> _Aim of the task_
Go line by line through the entries and show those that hold the string "below".

····················

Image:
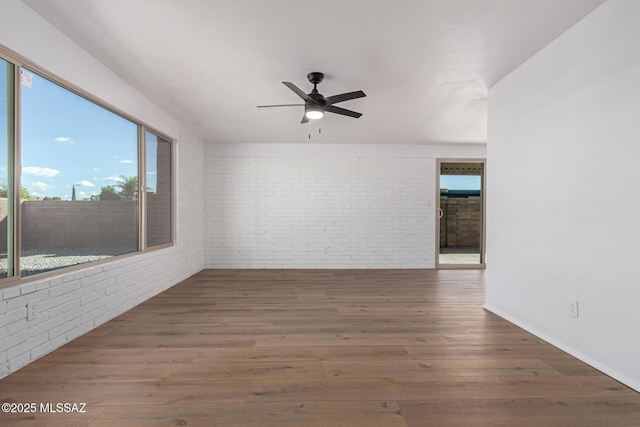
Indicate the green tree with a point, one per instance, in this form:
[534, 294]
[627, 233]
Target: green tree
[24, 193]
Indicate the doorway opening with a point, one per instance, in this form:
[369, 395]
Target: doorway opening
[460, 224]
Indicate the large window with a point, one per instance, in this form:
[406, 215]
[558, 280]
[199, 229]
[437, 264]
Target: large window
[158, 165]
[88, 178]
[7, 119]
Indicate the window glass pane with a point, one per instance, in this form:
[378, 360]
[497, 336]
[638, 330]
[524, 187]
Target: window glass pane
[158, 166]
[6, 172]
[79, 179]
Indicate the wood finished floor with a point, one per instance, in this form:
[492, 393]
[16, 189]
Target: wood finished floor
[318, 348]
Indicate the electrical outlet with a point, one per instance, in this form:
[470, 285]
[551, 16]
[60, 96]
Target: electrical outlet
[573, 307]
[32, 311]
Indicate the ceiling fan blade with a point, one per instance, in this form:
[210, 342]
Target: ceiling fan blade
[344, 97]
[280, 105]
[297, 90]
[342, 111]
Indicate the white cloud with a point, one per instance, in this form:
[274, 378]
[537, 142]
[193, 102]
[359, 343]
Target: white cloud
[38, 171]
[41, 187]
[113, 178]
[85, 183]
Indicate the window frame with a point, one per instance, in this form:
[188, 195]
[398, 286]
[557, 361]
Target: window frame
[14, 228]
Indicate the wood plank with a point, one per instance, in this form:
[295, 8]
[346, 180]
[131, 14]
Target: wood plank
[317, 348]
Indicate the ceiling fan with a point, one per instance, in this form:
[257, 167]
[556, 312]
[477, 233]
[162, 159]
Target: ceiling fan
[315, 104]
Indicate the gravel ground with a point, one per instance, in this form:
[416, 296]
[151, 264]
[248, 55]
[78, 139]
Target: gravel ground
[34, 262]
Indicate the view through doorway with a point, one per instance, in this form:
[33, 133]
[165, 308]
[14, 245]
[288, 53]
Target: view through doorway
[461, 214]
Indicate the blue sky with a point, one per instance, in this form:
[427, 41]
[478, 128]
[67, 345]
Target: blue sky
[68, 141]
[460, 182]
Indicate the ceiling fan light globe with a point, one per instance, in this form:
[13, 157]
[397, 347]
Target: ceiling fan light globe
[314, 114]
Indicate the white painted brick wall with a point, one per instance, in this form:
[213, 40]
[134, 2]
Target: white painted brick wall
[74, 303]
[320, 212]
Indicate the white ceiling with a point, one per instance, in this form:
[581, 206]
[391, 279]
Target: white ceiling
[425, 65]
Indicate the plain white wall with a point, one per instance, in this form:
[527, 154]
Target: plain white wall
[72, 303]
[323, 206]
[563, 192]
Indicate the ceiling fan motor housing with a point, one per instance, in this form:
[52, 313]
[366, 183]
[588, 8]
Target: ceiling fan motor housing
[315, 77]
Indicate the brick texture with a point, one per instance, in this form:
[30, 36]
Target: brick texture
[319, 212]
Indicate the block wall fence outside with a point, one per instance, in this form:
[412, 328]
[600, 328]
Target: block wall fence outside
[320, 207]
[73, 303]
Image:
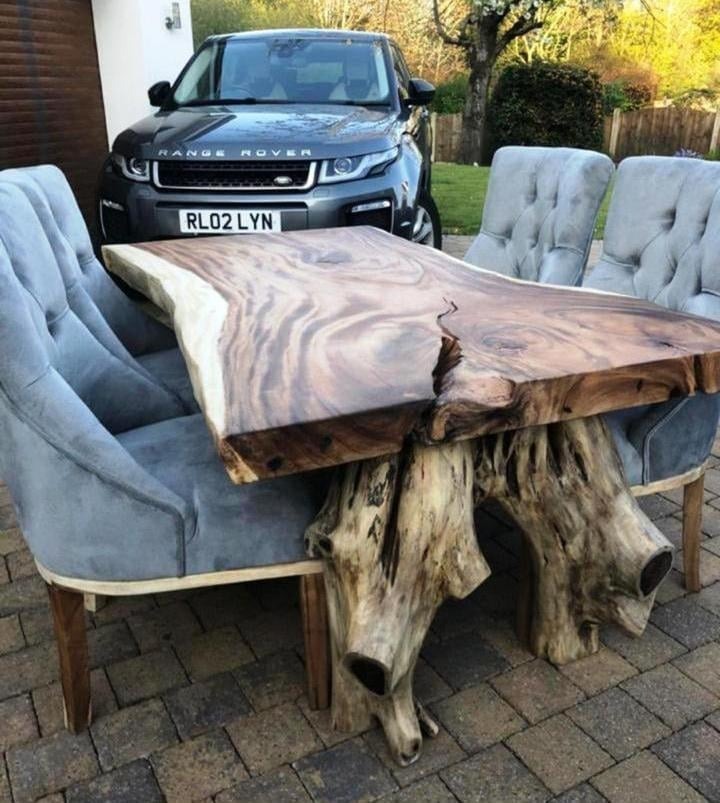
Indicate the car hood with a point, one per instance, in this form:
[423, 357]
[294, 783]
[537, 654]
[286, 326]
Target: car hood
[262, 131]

····················

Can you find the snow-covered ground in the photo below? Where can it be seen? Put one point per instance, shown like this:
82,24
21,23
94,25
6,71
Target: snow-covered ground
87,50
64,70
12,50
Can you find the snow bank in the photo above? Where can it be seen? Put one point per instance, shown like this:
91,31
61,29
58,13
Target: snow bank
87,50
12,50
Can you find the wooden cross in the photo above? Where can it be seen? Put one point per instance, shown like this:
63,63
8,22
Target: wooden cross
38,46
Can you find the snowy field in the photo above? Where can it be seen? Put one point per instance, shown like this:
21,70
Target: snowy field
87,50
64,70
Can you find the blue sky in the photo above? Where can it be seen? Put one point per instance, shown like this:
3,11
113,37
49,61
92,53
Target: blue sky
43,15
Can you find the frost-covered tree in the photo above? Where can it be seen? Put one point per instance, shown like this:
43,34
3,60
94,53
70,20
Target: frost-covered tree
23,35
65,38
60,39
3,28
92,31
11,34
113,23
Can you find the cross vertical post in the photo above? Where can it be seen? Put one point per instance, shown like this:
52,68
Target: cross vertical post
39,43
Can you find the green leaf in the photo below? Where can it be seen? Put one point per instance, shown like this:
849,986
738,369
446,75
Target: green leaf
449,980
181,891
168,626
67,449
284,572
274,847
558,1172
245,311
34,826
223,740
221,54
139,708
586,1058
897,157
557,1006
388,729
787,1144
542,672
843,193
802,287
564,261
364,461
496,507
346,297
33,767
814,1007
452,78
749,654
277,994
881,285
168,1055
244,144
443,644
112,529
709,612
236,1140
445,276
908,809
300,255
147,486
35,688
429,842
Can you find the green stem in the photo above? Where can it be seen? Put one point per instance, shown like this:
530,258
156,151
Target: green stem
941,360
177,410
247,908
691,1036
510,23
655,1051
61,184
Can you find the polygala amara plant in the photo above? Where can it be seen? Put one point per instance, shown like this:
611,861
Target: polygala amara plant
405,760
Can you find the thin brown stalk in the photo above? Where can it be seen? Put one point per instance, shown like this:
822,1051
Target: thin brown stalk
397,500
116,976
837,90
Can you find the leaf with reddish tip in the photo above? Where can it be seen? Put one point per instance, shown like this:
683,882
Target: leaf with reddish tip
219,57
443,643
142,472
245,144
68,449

····················

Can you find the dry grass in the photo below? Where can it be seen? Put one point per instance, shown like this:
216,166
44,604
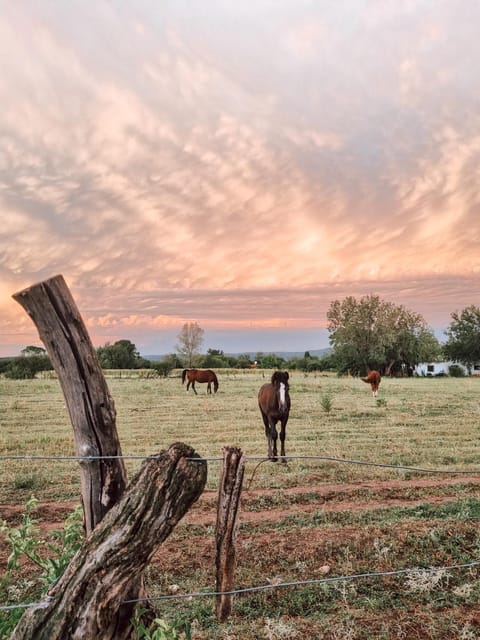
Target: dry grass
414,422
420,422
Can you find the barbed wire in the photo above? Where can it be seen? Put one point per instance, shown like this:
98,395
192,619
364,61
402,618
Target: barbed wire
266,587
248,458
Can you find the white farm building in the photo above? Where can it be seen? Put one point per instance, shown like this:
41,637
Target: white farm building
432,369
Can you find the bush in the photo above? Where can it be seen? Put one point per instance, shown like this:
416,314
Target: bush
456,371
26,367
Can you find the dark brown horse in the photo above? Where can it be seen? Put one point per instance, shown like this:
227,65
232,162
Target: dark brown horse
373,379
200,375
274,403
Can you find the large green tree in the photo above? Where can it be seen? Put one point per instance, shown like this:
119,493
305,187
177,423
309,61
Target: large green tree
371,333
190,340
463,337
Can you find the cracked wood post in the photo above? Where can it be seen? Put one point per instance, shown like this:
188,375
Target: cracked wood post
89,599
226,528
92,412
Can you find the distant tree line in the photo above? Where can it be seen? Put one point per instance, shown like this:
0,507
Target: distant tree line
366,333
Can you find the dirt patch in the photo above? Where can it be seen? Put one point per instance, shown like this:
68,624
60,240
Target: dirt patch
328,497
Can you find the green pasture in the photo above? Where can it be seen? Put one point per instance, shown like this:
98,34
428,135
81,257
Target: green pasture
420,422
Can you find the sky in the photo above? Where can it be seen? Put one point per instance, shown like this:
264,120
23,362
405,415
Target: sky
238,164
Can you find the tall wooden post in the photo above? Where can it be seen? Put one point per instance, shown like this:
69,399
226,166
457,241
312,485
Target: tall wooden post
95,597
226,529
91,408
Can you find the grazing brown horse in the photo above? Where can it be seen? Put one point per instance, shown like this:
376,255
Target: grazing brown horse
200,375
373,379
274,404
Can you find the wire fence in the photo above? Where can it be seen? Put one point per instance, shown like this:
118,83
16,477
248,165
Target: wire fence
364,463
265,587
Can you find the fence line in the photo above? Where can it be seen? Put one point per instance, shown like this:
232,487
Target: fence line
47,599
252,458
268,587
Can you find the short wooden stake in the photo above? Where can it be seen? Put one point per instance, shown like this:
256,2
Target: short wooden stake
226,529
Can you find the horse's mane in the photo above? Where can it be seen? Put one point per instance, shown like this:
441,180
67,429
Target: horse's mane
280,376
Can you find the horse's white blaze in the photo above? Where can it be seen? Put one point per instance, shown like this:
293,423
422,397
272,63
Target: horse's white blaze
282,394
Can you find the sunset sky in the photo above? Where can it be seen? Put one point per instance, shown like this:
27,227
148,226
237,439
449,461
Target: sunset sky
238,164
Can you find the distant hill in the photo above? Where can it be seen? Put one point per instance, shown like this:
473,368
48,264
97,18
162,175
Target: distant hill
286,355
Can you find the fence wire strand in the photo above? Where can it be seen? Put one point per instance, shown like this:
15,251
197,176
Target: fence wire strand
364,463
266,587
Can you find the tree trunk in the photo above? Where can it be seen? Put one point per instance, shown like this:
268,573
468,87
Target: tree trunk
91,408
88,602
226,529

····················

> _Written answer_
Can you find the snow-covered ground in the photo below? Where can it be seen? Put one point per instance, shown like this:
Can you find the green leaf in the photo below? Where can it be seen? Put one point per instance, shown like this:
Can you find the dry grass in the photo below? Where can it be seen? Put one point per instance, shown like this:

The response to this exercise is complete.